**EXERCISE PROMPT**
Rewrite the items as a numbered list, starting at the line containing "Provide the segmentation of every instance of the grass" and continuing through the last item. Include both of those lines and leave out any blank lines.

**PROVIDED RECORDS**
━━━

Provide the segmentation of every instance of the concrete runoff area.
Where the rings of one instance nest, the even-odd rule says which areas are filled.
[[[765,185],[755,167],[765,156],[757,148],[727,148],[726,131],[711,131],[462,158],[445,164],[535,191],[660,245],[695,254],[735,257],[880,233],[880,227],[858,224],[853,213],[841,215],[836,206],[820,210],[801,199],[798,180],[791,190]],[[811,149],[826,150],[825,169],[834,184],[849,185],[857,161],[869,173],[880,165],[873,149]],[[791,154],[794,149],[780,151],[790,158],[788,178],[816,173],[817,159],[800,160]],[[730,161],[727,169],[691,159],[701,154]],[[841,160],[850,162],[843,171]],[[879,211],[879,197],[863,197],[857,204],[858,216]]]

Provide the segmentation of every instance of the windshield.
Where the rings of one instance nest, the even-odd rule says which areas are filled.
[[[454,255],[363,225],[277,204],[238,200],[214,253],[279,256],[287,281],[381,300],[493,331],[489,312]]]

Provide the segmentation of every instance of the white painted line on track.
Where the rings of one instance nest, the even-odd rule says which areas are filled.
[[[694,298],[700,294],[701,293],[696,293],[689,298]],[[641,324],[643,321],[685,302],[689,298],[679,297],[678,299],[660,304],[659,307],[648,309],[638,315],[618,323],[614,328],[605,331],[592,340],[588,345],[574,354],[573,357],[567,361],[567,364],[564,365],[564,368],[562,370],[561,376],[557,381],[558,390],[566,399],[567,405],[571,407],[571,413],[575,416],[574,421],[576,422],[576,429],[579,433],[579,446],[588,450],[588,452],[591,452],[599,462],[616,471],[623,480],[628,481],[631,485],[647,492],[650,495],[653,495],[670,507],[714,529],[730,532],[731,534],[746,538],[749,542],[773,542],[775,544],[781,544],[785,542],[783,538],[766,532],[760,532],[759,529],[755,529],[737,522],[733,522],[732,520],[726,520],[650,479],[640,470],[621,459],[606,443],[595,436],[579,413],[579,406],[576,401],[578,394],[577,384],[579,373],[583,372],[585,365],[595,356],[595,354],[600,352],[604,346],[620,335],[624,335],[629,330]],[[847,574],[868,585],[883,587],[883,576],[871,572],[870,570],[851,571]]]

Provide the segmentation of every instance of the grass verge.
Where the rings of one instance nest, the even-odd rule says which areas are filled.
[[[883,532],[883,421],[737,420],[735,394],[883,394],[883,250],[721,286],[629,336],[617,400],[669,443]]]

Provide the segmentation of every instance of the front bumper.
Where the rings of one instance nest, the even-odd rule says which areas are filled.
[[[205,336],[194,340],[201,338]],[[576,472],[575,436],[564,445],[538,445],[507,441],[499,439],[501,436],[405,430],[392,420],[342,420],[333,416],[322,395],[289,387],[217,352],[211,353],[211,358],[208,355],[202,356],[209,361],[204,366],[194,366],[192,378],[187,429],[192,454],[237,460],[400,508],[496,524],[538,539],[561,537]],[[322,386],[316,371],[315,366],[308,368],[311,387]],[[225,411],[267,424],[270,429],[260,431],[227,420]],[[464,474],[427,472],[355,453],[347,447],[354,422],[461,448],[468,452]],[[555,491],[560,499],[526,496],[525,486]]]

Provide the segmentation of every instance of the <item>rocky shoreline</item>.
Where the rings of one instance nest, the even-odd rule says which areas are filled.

━━━

**TASK ANSWER**
1. Provide the segmentation of every instance of the grass verge.
2. Where the rings of one instance nest, the even-odd rule says which areas are filled.
3. [[[883,532],[883,421],[737,420],[735,394],[883,394],[883,250],[721,286],[629,336],[617,400],[669,443]]]
4. Provide the segmentation of every instance of the front bumper.
5. Where the rings of one instance nest, the even-odd rule says which areas are filled.
6. [[[205,336],[194,340],[201,338]],[[576,472],[575,436],[564,445],[538,445],[507,441],[499,439],[501,436],[405,430],[392,420],[342,420],[333,416],[322,395],[289,387],[217,352],[211,353],[211,358],[208,355],[202,356],[209,361],[204,366],[194,366],[192,378],[187,429],[192,454],[237,460],[400,508],[496,524],[538,539],[561,537]],[[322,386],[316,371],[315,366],[308,368],[311,387]],[[225,411],[267,424],[270,429],[260,431],[227,420]],[[464,474],[427,472],[355,453],[347,447],[354,422],[461,448],[468,452]],[[555,491],[560,499],[526,496],[525,486]]]
7. Provide the segmentation of every instance of the <item>rocky shoreline</item>.
8. Where the rings of one instance nest, the even-odd rule says which areas are filled.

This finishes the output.